# Directions for this task
Copy the lines below as they are; omit the images they contain.

[Stored items from a collection]
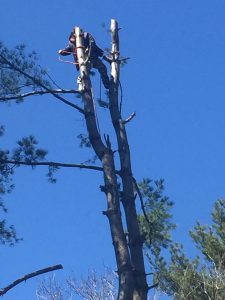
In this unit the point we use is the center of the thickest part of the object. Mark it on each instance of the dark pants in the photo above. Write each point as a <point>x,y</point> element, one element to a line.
<point>98,64</point>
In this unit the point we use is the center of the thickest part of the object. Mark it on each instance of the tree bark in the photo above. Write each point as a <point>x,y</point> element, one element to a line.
<point>128,196</point>
<point>105,154</point>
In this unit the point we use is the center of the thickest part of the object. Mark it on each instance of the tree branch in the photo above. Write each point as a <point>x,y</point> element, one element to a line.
<point>42,85</point>
<point>34,93</point>
<point>28,276</point>
<point>129,118</point>
<point>51,164</point>
<point>141,200</point>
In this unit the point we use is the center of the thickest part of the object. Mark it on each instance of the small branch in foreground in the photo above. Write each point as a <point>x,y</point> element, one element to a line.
<point>28,276</point>
<point>129,118</point>
<point>34,93</point>
<point>15,68</point>
<point>141,200</point>
<point>51,164</point>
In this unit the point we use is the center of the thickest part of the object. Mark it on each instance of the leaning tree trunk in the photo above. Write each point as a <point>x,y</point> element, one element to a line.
<point>105,154</point>
<point>128,196</point>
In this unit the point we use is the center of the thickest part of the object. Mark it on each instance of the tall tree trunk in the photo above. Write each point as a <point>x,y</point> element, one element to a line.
<point>105,154</point>
<point>128,197</point>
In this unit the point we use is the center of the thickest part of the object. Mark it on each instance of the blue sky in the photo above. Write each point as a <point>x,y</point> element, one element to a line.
<point>175,81</point>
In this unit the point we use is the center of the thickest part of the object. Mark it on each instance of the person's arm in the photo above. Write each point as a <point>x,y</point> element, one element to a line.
<point>67,51</point>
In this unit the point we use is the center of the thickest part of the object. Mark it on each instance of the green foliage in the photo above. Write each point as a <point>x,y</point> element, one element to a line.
<point>157,231</point>
<point>27,150</point>
<point>202,277</point>
<point>19,72</point>
<point>158,226</point>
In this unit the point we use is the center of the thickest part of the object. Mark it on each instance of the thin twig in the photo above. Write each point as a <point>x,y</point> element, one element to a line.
<point>42,85</point>
<point>141,200</point>
<point>51,164</point>
<point>34,93</point>
<point>28,276</point>
<point>129,118</point>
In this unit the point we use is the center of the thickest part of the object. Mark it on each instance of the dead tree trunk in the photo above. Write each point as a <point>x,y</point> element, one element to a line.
<point>105,154</point>
<point>128,196</point>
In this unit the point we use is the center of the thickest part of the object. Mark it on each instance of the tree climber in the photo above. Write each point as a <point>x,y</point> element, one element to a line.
<point>93,53</point>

# Task solution
In this unit the point we use is the center of the thickest part of the object. Mark it on each instance of the dark pants in the photo above. Write each point as a <point>x,y</point> element, one element to a line.
<point>98,64</point>
In this unit the point we use is the center of the thickest part of the object. Mark it on each instance of the tree bark in the photo above. Write each point as a <point>x,y</point> element, one element to a line.
<point>128,196</point>
<point>105,154</point>
In this unit the point we use is the center of the thickest part of the object. Mark it on each instance of the tree branch in the photo above. Write each point as a <point>x,y</point> element, one element to a line.
<point>42,85</point>
<point>34,93</point>
<point>28,276</point>
<point>129,118</point>
<point>51,164</point>
<point>141,200</point>
In this unit the point we use is the center of the thickest part of the object. Mark it on each instance of the small branch in foreground in the photo above. Write each point as a <point>x,y</point> element, one element to a line.
<point>28,276</point>
<point>129,118</point>
<point>34,93</point>
<point>15,68</point>
<point>141,200</point>
<point>51,164</point>
In this unit the point we use is the center of the thickest part of the object. Mark it on each instance of the leaning tree trunk in the photo above. Write each point as a <point>x,y</point> element, one element to a line.
<point>105,154</point>
<point>128,196</point>
In this unit the point we use is the center of the thickest part of the object. Mark it on each instance of the tall tree trunk in the photo above. Write each point as a <point>x,y</point> element, one element to a line.
<point>105,154</point>
<point>128,197</point>
In this unit the point we use is the center of the thickest part of the object. Mark it on each instance of the blue sky in the photo above. Write each point as a <point>x,y</point> element, one element to a line.
<point>175,81</point>
In this unit the point we use is the center of the thickest part of the object. Mark it on each instance of the person's arm in the photo above. Write each point as a <point>x,y</point> element, one element to a line.
<point>67,51</point>
In this unit the point we use is the center of the thickest part of the object. Mark it on each instance of the green foliage in the photo above. Write each point as a <point>x,y</point> element, one element to a line.
<point>157,231</point>
<point>27,150</point>
<point>202,277</point>
<point>19,72</point>
<point>158,226</point>
In this unit the point we use is the center of the thickest part of the object. Mark it on each instance of the thin twig in the photo above. Write each point as a <point>x,y</point> element, one element to a line.
<point>42,85</point>
<point>141,200</point>
<point>51,164</point>
<point>34,93</point>
<point>28,276</point>
<point>129,118</point>
In this unit the point we use is the center of the thickest part of the object. Mark it on each instance of the dead tree trunk in the photo above. Write each point as a <point>x,y</point> element, one element to a line.
<point>105,154</point>
<point>128,196</point>
In this unit the point we use is the center of the thickest part of the object. Mark it on each instance of the tree climber in the photo above. Write each point as a <point>x,y</point> element, one element to a line.
<point>93,53</point>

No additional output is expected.